抜粋本文 -
■ ■ ■
今までの説明のように、875点という数値が出た瞬間に人生がパァっと明るくなったわけでもないし、今の会社で僕がTOEIC875点を獲得していると知っている人はほとんどいません。何なら英語はあまり得意ではないと思われているぐらい。
でも高校時代はセンター試験で英語が4割も取れていなかった自分が世間的にはハイスコアと言われる860点オーバーの数値を出せたことは大いに自信になりましたし、その後の転職の面接でも「僕の長所はコツコツと努力を継続できることです。この長所のお陰で働きながらでも地道に勉強を続け、TOEICでは875点を獲得することができました」と話したところ、面接官からは深く納得され、内定を勝ち取ることができました。
それからも自分の人生の随所で「まぁ俺はTOEICで875点を取れたんだから、他のこともなんとかなるでしょ」と思うことができ、休日にプログラミングを勉強することも億劫ではなくなりました。本業とは全く関係ないものの、自分のキャリアを考えて簿記やFPにも挑戦し、ハードな残業の合間に勉強して、無事合格しています。
そしてTOEICでハイスコアが出る前に務めていた弱小メーカー時代は、女の子といい感じになっても終盤で会社名を聞かれると、その後はずっとスマホを触られ盛り下がって解散ということが何回かありました。恐らくはネットで会社名を調べて、そこの平均年収を見てガッカリしたのでしょう。逆に転職した今では途中まではスマホを触りがちだった女の子も会社名を聞いた途端ピタリと手を止めるということが何回もあります。あまりの現金さにちょっと笑いがこみ上げてしまうのですけども、これも「努力して結果を出すと良いことがある」分かりやすい例でしょう。
■ ■ ■
作業内容 -
1 > TOEIC体験談で、筆者がTOEICの高得点を取った後に勉強したものをすべて挙げてください。
2 > TOEIC体験談について、次の問いに答えてください。
(a) 高校時代の筆者は、センター試験の英語でどのくらいの得点でしたか。
(b) 転職の面接で、筆者は自分の長所を何だと話しましたか。
(c) 弱小メーカー時代、会社名を聞かれた後の女の子はどうしましたか。
3 > TOEIC体験談の最後の文を引き継いで、その続きを書いてください。

提供一覧 -
■ ■ ■
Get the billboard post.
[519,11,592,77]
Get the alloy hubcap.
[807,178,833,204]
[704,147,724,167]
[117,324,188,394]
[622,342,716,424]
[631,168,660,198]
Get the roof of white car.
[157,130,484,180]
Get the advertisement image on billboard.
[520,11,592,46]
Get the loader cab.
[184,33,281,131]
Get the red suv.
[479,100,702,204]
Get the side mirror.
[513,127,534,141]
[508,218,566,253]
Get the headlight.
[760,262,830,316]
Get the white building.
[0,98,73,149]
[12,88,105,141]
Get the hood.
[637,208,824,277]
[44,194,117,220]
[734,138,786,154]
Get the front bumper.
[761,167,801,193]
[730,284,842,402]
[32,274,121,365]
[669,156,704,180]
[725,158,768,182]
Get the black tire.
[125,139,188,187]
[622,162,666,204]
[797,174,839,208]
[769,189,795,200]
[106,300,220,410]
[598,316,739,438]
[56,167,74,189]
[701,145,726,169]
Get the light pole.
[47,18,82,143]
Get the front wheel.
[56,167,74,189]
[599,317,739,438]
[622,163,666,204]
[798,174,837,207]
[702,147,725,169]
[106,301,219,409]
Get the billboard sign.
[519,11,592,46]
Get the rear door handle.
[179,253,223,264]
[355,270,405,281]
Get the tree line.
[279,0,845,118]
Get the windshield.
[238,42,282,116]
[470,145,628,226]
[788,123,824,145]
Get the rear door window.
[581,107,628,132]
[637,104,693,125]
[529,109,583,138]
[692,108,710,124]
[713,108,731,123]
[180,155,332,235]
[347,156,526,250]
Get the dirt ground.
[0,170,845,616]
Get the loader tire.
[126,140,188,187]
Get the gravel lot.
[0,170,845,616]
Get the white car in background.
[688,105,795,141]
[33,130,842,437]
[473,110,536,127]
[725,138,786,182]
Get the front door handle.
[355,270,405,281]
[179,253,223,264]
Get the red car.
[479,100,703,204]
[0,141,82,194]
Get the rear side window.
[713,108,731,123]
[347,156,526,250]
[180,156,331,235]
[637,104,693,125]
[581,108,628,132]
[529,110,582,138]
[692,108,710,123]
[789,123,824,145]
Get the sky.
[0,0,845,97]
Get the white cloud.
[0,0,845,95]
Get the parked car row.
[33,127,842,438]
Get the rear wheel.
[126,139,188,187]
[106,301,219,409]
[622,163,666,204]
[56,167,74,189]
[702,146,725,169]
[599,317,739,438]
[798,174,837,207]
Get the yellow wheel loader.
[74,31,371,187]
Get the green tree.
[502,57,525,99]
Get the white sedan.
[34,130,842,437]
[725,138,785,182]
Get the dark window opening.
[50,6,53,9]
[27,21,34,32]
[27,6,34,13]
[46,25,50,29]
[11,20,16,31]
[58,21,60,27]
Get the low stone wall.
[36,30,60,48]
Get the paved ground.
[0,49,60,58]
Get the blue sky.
■ ■ ■
解答一覧 -
1 >
プログラミング
簿記
FP

2 >
(a) 4割も取れていませんでした。
(b) コツコツと努力を継続できることだと話しました。
(c) その後はずっとスマホを触り、盛り下がって解散になりました。

3 >
話を戻すと、ベンチプレス100kg挙げれているのに、それを成功というフレームで捉えられていないのはすごくもったいないなと思います。そう思うものの、成功のフレームで捉えられるのも時間の問題とも考えています。というのもベンチプレス100kg挙げたという"数値"の実績は揺るがないもので、それが人生の要所要所でジワリジワリと効いてくるからです。
人は自分が出した結果を過剰に低く見積もって「こんなもん、やれば誰でもできる」と言ってしまいます。そうやって他人にもアドバイスするのだけども、そうすると他人が意外と自分と同じ期間で結果を出せない事態に直面します。すると「あれ、おれがやってたことって実はすごいんじゃね?」と気づくのです。
今はまだ周りに悪態をつくフェーズかも知れませんが、早くその転機が来ることを祈っています。